_Exercise_
Can you retype each of the items below character for character, with no changes?

_Data provided_
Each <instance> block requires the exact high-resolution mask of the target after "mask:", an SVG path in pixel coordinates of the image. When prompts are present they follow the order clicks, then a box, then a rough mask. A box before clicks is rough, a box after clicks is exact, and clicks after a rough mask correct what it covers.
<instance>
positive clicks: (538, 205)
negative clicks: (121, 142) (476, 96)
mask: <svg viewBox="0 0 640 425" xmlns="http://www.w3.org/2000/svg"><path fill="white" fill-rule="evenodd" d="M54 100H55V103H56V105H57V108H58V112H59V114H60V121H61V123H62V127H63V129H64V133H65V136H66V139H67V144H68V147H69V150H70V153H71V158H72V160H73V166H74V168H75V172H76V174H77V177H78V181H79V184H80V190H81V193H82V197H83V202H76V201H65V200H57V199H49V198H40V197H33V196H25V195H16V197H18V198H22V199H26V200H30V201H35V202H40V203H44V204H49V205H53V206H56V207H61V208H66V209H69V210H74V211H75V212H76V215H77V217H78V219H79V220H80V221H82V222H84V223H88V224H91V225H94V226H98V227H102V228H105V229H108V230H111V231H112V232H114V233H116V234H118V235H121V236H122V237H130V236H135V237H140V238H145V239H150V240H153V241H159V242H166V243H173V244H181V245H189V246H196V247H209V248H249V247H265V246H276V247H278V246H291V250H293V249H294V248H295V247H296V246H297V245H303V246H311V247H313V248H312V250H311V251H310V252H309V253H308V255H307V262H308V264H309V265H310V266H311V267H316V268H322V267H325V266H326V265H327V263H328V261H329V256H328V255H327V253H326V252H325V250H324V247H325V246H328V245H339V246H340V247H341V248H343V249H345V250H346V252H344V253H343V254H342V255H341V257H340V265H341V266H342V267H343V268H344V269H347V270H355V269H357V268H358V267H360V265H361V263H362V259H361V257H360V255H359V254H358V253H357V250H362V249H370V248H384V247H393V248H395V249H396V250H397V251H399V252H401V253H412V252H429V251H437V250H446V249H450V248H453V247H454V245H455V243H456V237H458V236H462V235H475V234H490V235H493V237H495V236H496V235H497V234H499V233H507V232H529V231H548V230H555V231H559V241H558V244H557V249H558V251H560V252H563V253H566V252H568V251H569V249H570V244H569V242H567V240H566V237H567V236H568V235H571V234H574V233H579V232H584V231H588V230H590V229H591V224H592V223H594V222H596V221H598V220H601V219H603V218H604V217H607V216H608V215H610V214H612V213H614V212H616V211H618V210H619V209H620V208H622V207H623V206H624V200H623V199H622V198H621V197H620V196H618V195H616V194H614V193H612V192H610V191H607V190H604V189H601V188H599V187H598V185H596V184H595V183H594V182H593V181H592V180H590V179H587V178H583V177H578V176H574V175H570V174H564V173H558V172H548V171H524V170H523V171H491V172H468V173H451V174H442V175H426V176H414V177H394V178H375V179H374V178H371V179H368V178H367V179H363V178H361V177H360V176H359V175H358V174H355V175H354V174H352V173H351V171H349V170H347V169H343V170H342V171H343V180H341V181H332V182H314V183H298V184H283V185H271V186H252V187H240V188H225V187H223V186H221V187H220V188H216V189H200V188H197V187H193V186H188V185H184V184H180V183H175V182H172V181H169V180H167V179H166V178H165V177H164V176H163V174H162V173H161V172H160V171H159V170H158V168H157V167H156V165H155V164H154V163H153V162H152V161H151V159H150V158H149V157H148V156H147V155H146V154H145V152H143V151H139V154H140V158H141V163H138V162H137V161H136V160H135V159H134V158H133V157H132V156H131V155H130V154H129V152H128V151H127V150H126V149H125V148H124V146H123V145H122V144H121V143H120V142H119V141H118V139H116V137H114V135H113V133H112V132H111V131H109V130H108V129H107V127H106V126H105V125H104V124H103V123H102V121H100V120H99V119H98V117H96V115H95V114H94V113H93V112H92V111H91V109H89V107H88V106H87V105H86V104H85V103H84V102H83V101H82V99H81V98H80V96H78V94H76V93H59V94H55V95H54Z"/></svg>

_Task response_
Each <instance> block requires the exact high-resolution mask of the target after "mask:", an SVG path in pixel coordinates of the image. When prompts are present they follow the order clicks, then a box, then a rough mask. A box before clicks is rough, a box after clicks is exact, and clicks after a rough mask correct what it covers.
<instance>
positive clicks: (538, 205)
negative clicks: (121, 142) (476, 96)
mask: <svg viewBox="0 0 640 425" xmlns="http://www.w3.org/2000/svg"><path fill="white" fill-rule="evenodd" d="M54 100H55V103H56V105H57V108H58V112H59V114H60V121H61V123H62V127H63V129H64V133H65V136H66V139H67V144H68V147H69V150H70V153H71V158H72V160H73V166H74V168H75V172H76V174H77V177H78V181H79V184H80V190H81V193H82V197H83V202H76V201H65V200H57V199H49V198H40V197H33V196H25V195H16V197H18V198H22V199H26V200H30V201H35V202H40V203H44V204H49V205H53V206H56V207H61V208H66V209H69V210H74V211H75V212H76V215H77V217H78V219H79V220H80V221H82V222H84V223H88V224H91V225H94V226H98V227H102V228H105V229H108V230H111V231H112V232H114V233H116V234H118V235H121V236H122V237H130V236H135V237H140V238H145V239H150V240H153V241H159V242H166V243H173V244H181V245H189V246H196V247H209V248H249V247H265V246H276V247H278V246H291V250H293V249H294V248H295V247H296V246H297V245H303V246H311V247H313V248H312V250H311V251H310V252H309V253H308V255H307V262H308V264H309V265H310V266H311V267H316V268H322V267H325V266H326V265H327V263H328V261H329V256H328V255H327V253H326V252H325V250H324V247H325V246H328V245H339V246H340V247H341V248H343V249H345V250H346V252H344V253H343V254H342V255H341V257H340V265H341V266H342V267H343V268H344V269H347V270H355V269H357V268H358V267H360V265H361V263H362V259H361V257H360V255H359V254H358V253H357V250H362V249H370V248H384V247H393V248H395V249H396V250H397V251H399V252H401V253H412V252H429V251H437V250H446V249H450V248H453V247H454V245H455V243H456V237H458V236H462V235H475V234H490V235H493V237H495V236H496V235H497V234H499V233H507V232H529V231H548V230H555V231H559V241H558V244H557V249H558V251H560V252H563V253H566V252H568V251H569V249H570V244H569V242H567V240H566V237H567V236H568V235H571V234H574V233H579V232H584V231H588V230H590V229H591V224H592V223H594V222H596V221H598V220H601V219H603V218H604V217H607V216H608V215H610V214H612V213H614V212H616V211H618V210H619V209H620V208H622V207H623V206H624V200H623V199H622V198H621V197H620V196H618V195H616V194H614V193H612V192H610V191H607V190H604V189H601V188H599V187H598V185H596V184H595V183H594V182H593V181H592V180H590V179H587V178H583V177H578V176H574V175H570V174H564V173H558V172H548V171H524V170H523V171H491V172H468V173H451V174H442V175H426V176H414V177H394V178H375V179H374V178H371V179H368V178H367V179H363V178H361V177H360V176H359V175H358V174H355V175H354V174H352V173H351V171H349V170H347V169H343V170H342V171H343V180H341V181H332V182H314V183H298V184H283V185H271V186H252V187H240V188H225V187H223V186H221V187H220V188H216V189H200V188H197V187H193V186H188V185H184V184H180V183H175V182H172V181H169V180H167V179H166V178H165V177H164V176H163V174H162V173H161V172H160V171H159V170H158V168H157V167H156V165H155V164H154V163H153V162H152V161H151V159H150V158H149V157H148V156H147V155H146V154H145V152H143V151H139V154H140V158H141V163H138V162H137V161H136V160H135V159H134V158H133V157H132V156H131V155H130V154H129V152H128V151H127V150H126V149H125V148H124V146H123V145H122V144H121V143H120V142H119V141H118V139H116V137H114V135H113V133H112V132H111V131H109V130H108V129H107V127H106V126H105V125H104V124H103V123H102V121H100V120H99V119H98V117H96V115H95V114H94V113H93V112H92V111H91V109H89V107H88V106H87V105H86V104H85V103H84V102H83V101H82V99H81V98H80V96H78V94H76V93H59V94H55V95H54Z"/></svg>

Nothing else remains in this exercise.